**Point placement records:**
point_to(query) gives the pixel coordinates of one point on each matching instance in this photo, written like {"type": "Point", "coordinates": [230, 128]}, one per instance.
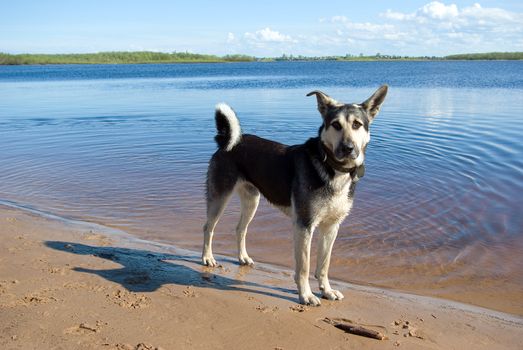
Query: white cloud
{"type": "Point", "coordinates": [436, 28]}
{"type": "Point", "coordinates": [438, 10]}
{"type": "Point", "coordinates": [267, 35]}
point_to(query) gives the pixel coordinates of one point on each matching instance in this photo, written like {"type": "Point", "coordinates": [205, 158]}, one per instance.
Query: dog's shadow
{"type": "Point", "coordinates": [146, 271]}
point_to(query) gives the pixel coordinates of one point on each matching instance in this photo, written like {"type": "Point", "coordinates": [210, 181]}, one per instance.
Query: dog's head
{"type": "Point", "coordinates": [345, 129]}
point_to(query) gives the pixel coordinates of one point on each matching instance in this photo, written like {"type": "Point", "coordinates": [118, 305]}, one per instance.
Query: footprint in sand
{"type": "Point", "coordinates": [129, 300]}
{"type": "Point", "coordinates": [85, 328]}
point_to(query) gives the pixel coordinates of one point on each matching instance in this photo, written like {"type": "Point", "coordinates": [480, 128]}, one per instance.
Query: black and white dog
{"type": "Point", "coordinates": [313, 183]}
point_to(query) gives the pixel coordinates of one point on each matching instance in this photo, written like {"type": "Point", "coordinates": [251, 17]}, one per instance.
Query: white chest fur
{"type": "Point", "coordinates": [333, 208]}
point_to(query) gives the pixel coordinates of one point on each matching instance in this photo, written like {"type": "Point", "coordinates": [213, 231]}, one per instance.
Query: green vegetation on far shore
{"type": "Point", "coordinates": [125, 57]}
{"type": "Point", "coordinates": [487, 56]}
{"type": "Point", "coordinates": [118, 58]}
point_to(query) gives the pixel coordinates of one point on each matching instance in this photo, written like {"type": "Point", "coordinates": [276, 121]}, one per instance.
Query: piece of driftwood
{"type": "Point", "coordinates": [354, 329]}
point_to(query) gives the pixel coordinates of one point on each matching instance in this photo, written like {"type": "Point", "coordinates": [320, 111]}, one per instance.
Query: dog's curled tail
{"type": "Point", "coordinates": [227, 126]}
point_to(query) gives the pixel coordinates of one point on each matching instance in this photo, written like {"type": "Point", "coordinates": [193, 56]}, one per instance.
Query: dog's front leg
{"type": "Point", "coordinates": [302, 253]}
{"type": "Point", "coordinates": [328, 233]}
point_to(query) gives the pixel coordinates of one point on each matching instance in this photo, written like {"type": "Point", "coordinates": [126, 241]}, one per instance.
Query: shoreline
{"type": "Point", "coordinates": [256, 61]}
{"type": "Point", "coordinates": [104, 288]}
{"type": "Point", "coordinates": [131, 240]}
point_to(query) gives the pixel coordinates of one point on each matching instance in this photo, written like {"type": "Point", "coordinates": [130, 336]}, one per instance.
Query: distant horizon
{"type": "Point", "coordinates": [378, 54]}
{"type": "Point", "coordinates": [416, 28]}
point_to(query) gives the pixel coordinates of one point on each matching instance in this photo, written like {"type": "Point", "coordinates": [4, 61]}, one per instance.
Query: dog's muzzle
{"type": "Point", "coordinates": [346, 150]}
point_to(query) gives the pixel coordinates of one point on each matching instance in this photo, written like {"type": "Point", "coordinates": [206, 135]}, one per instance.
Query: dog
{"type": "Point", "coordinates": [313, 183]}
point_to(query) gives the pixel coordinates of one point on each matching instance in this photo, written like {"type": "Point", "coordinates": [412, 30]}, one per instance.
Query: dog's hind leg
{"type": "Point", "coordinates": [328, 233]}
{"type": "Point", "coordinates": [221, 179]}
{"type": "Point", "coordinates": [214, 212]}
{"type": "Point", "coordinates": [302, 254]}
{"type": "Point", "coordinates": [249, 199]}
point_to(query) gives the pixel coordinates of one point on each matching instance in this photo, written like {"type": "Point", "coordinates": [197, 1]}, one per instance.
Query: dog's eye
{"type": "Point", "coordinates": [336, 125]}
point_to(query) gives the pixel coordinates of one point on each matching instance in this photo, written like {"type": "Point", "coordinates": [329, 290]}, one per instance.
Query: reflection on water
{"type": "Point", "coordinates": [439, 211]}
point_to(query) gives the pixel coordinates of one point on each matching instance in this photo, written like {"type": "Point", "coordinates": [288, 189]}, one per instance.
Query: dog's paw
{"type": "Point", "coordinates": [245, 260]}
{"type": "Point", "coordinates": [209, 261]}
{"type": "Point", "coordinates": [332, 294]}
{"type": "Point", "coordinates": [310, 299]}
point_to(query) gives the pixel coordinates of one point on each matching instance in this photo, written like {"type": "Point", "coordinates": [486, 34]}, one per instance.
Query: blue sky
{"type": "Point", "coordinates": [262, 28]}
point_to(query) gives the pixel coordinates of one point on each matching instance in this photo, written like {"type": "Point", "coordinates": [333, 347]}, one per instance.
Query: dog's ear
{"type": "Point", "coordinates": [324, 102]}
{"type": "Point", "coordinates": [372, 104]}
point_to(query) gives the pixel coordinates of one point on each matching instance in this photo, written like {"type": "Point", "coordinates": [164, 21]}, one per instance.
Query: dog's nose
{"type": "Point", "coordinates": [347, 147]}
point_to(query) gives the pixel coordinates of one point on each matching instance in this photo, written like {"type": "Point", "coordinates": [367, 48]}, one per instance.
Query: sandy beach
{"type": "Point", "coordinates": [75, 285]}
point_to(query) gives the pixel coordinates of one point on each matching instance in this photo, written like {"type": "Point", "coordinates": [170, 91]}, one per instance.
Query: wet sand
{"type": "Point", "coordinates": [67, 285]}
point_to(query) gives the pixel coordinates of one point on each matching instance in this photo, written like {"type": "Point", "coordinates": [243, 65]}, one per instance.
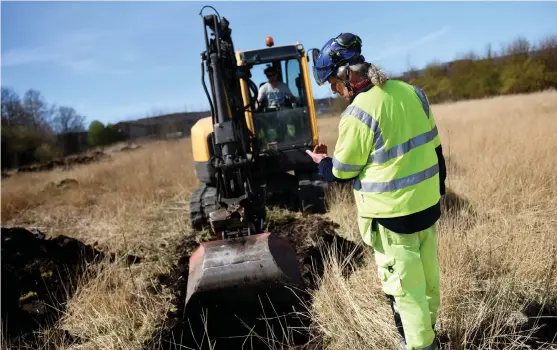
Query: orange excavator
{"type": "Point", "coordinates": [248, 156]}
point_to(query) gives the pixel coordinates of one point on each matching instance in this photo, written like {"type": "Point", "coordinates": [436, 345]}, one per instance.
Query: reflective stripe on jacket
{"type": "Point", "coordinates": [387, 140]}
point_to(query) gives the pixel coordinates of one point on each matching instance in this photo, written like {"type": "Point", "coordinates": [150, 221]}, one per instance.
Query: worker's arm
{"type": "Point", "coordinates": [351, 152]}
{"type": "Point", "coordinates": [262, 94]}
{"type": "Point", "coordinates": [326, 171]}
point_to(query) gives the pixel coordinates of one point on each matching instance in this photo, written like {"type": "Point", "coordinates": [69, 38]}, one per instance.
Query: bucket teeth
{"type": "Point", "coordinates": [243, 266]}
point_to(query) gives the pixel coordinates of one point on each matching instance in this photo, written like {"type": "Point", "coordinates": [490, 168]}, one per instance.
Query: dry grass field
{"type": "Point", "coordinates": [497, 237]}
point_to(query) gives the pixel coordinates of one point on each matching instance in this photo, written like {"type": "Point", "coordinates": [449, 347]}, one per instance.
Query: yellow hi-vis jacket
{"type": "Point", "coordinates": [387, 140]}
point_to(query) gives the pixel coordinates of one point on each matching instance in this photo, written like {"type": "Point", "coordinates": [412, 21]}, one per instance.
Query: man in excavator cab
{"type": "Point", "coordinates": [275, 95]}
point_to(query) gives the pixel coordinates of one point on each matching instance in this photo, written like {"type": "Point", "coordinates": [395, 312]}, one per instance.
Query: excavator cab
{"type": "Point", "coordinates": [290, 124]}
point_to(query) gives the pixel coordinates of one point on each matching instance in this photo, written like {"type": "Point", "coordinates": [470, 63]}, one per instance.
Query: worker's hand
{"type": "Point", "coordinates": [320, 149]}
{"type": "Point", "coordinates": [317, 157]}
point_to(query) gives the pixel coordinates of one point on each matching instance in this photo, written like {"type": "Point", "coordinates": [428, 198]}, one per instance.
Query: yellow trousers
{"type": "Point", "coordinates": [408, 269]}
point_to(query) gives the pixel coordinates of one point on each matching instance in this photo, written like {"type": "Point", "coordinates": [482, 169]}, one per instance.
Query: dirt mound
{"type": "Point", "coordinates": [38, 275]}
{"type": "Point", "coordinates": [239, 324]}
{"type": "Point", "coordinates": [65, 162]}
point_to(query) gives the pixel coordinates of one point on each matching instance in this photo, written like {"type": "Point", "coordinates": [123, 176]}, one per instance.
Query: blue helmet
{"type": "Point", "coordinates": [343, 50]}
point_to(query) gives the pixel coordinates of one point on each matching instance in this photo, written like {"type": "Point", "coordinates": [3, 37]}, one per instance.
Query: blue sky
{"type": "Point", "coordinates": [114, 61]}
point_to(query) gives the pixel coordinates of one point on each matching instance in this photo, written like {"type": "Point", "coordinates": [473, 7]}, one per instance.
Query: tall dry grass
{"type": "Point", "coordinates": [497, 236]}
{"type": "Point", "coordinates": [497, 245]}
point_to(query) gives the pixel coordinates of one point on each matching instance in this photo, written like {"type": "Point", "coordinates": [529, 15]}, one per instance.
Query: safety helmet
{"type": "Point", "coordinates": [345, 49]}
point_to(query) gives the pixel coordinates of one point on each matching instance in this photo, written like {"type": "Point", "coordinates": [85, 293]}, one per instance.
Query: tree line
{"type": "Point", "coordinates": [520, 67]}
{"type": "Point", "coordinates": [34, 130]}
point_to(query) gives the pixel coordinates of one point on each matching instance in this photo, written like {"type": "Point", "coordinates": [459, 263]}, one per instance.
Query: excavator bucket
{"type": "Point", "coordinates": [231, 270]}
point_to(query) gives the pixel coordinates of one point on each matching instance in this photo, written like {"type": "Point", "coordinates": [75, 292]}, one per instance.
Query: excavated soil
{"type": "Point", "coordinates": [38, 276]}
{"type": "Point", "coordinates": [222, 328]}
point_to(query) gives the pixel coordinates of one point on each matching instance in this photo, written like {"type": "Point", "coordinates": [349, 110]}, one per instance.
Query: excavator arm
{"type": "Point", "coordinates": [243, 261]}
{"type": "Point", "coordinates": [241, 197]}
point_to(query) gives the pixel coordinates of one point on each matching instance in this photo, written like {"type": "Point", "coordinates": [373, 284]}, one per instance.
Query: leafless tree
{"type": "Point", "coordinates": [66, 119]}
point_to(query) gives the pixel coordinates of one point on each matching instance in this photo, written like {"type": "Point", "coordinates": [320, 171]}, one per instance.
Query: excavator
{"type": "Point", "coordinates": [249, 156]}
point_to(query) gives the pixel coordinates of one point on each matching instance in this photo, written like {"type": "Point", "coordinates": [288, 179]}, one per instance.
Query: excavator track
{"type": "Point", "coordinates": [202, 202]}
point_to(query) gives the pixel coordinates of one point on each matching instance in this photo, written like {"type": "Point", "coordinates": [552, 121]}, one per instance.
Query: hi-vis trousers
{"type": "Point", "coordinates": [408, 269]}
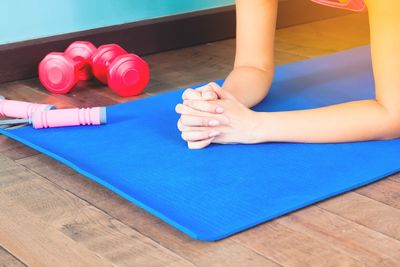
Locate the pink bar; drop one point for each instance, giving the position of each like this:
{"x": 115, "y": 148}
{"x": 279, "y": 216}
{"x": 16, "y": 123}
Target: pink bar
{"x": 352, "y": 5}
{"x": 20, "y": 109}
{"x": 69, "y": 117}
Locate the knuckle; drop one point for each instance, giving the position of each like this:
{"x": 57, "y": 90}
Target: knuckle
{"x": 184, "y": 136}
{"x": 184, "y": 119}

**Stated exercise:** Repeat exactly, and only, the lines from the line containing "Locate the pink" through the last line of the records above, both included.

**Task solution:**
Locate the pink bar; drop one point for each instance, giving the position of each like this:
{"x": 115, "y": 148}
{"x": 279, "y": 216}
{"x": 16, "y": 123}
Target: pink bar
{"x": 352, "y": 5}
{"x": 20, "y": 109}
{"x": 69, "y": 117}
Locate the knuckle; drop one point for each instance, giving the position of each like this:
{"x": 57, "y": 90}
Target: knuckle
{"x": 184, "y": 136}
{"x": 184, "y": 119}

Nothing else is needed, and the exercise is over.